- _Excerpt provided_
The only property you need to use Pijul is that files are totally ordered sets of chunks, where a chunk is a contiguous array of bytes.
I don’t know how to write patches for XML or programming languages.

If you want to work on word patches or sentence patches, go ahead! I know a number a people (including myself) who would probably be interested in merging paragraphs in LaTeX documents.

The only thing you need to change in Pijul is the diff algorithm, and I’m pretty sure there’s not much to change (the '\n' character is used quite explicitly).

I think @pointfree point is quite different than just using a different diff algorithm. As far as I understand its proposal, he wants to use the diff algorithm not on raw data, but rather on a compressed representation of the data.

Am I right?

Indeed, @lthms. A CPM repo format would not use any hardcoded delimiter and my point was as much about performance as user-friendliness. Patches with characterwise (or binary) granularity would perform well with CPM. Because CPM references codewords, a CPM repo format would also reference much larger chunks than individual lines in most cases, so a CPM repo format would perform much better than a line based one as well.

- _Problems and tasks_
**A.** In the Pijul discussion, what is the only property needed to use Pijul?
**B.** Extend the Pijul discussion beyond its final sentence, keeping to its subject and tone.

- _Data supplied_
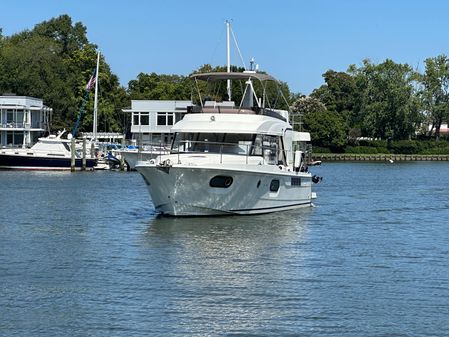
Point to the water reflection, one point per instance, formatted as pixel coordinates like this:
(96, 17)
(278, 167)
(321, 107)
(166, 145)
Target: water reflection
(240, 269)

* * *

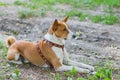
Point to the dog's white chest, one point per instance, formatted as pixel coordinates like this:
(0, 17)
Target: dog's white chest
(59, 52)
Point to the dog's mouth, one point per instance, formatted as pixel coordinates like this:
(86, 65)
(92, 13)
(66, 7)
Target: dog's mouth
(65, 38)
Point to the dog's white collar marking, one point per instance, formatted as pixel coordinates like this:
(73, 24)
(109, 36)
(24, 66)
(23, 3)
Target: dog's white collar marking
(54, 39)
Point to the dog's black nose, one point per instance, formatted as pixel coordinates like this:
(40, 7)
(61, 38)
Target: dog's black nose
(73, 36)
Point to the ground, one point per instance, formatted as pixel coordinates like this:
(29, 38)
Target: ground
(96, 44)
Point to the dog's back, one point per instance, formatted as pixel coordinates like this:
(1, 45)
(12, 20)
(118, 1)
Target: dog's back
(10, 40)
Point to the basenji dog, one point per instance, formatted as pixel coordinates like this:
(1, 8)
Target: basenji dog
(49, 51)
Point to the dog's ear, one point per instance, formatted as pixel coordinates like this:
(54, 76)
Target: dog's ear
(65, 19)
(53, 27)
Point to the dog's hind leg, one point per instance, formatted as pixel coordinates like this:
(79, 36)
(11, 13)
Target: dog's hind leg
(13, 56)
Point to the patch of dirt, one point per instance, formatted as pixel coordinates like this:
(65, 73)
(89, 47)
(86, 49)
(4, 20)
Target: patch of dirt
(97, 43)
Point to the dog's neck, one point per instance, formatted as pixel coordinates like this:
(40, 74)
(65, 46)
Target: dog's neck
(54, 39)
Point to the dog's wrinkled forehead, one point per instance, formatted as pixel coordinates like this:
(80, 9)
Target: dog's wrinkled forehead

* * *

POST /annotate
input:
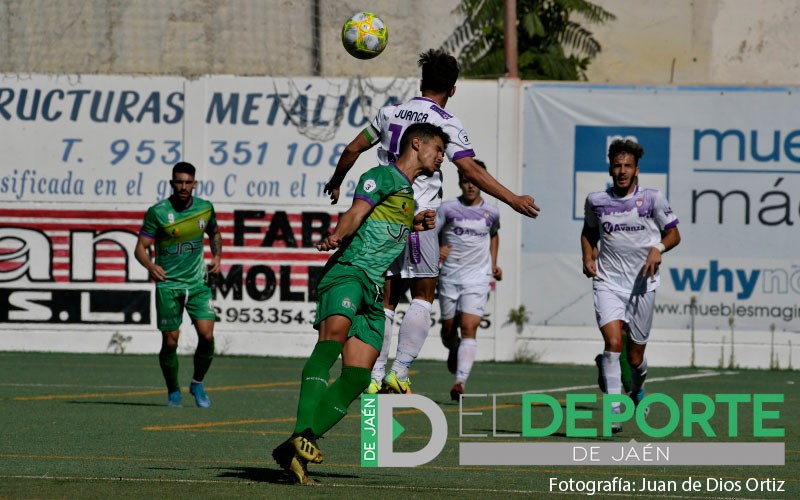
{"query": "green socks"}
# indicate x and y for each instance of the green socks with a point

- _Answers per task_
**A.** Files must be totally ordered sets of chunks, where a chunk is a contiguous array of bytes.

**B.**
I just found this old discussion still open deep in my tabs…but it looks like a lot of progress has happened since I last looked! Crossposting for anyone who ends up here via google or old links

  • We now have an efficient implementation of binary diffs, based on a rolling checksum (like rsync) and my diffs crate on the result. This isn’t yet integrated into Pijul, but will soon be.

The trick introduced in the last few version of Libpijul, and tested and debugged more carefully in version 1.0.0-alpha.45, is to use almost the same idea to compare the old version of a file with a new one. We don’t even need the more careful hashes, since we can compare the blocks directly, with the same complexity as computing a strong hash.

Very sorry, editing isn’t available for my last post but to carry forward from the original Darcs3 wishlist, I opened a discussion on word-by-word diffs!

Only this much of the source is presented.